MATERIAL FOR THIS TASK:
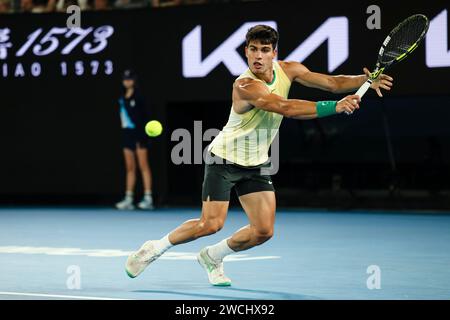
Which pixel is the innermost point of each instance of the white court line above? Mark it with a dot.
(56, 296)
(113, 253)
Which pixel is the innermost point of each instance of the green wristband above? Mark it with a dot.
(326, 108)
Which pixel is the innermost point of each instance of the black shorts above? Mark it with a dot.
(220, 178)
(132, 138)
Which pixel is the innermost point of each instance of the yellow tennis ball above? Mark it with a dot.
(153, 128)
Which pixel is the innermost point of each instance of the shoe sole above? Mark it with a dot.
(129, 274)
(221, 284)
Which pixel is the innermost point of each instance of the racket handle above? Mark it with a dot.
(362, 90)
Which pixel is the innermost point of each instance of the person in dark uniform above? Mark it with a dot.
(133, 115)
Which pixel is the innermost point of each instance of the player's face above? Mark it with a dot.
(260, 57)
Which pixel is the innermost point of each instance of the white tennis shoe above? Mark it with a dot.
(139, 260)
(125, 204)
(213, 268)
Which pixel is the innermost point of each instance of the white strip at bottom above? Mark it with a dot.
(43, 295)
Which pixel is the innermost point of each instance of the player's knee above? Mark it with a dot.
(262, 235)
(131, 169)
(210, 226)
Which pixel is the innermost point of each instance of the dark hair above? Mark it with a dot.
(262, 33)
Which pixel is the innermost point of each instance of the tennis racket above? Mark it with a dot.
(399, 44)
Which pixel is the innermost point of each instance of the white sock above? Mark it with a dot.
(163, 244)
(148, 195)
(129, 195)
(220, 250)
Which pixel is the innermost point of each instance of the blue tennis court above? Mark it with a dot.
(313, 255)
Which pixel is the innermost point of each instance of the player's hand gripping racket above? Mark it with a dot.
(399, 44)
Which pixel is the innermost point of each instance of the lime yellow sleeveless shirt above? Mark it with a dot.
(246, 138)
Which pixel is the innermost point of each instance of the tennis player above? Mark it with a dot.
(259, 103)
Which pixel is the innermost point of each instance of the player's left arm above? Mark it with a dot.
(336, 84)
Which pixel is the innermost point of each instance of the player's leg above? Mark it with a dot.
(130, 166)
(260, 209)
(257, 196)
(144, 167)
(215, 196)
(211, 220)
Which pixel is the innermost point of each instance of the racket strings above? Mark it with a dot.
(405, 35)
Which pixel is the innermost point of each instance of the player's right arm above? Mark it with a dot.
(255, 93)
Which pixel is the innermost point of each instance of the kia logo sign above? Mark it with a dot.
(335, 30)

EXERCISE PROMPT: Write out the records above exactly. Pictures do not belong in the copy.

SOLUTION FOR THIS PROBLEM:
Which pixel is the innermost point of each instance of the white court line above? Mark it with a dot.
(56, 296)
(113, 253)
Which pixel is the innermost point of each instance of the green wristband above? Mark it with a dot.
(326, 108)
Which pixel is the innermost point of each instance of the black shorts above? Mark it with a dot.
(220, 178)
(132, 138)
Which pixel is the innermost point of each instance of the yellow tennis ball above? Mark it with a dot.
(153, 128)
Which pixel is the innermost point of each instance of the shoe sole above? Mark it with a dot.
(129, 274)
(221, 284)
Which pixel is the innermost point of each instance of the racket handle above? Mark it with a dot.
(362, 90)
Which pixel is the innermost point of each instance of the person in dark uniform above? Mark it with a dot.
(133, 115)
Which pixel is the innermost point of each instance of the player's face above? Mark it with a dot.
(260, 57)
Which pixel is the innermost point of each instance of the white tennis shoe above? Mark it with a dot.
(139, 260)
(125, 204)
(213, 268)
Which pixel is the innermost point of each instance of the white strip at bottom above? Mark it with a dot.
(43, 295)
Which pixel is the innermost point of each instance of the player's knee above? Mark it with a dot.
(262, 235)
(131, 169)
(210, 226)
Which pixel is the innermost point of each instance of the dark hair above? Mark it with a dot.
(262, 33)
Which pixel is the innermost point of each instance of the tennis racket above? Mark it with a dot.
(399, 44)
Which pixel is the innermost point of each instance of the white sock above? Mark it with a dot.
(163, 244)
(148, 195)
(129, 195)
(220, 250)
Which pixel is the innermost point of each instance of the blue tennis court above? Mark it with a dot.
(313, 255)
Which pixel is the innermost point of each instance of the player's hand gripping racket above? Mark it with a dot.
(399, 44)
Which pixel is the innermost point of each instance of the lime yellow sleeveless shirt above? Mark it with a dot.
(246, 138)
Which pixel is the innermost point of each instance of the tennis player above? Mark it with a dot.
(259, 103)
Which pixel is the innermost point of each instance of the player's left arm above? Mark it with a dot.
(336, 84)
Which pixel is the innermost point of each instance of the player's leg above? Mark it with a dot.
(130, 166)
(260, 209)
(257, 196)
(144, 167)
(215, 196)
(211, 220)
Which pixel is the innermost point of each instance of the racket strings above? Mark it with a dot.
(405, 35)
Which pixel is the innermost point of each instance of the player's right arm above? Mark it with a dot.
(255, 93)
Which pixel is the innermost point of each instance of the kia logo sign above? Mark it with a dot.
(335, 30)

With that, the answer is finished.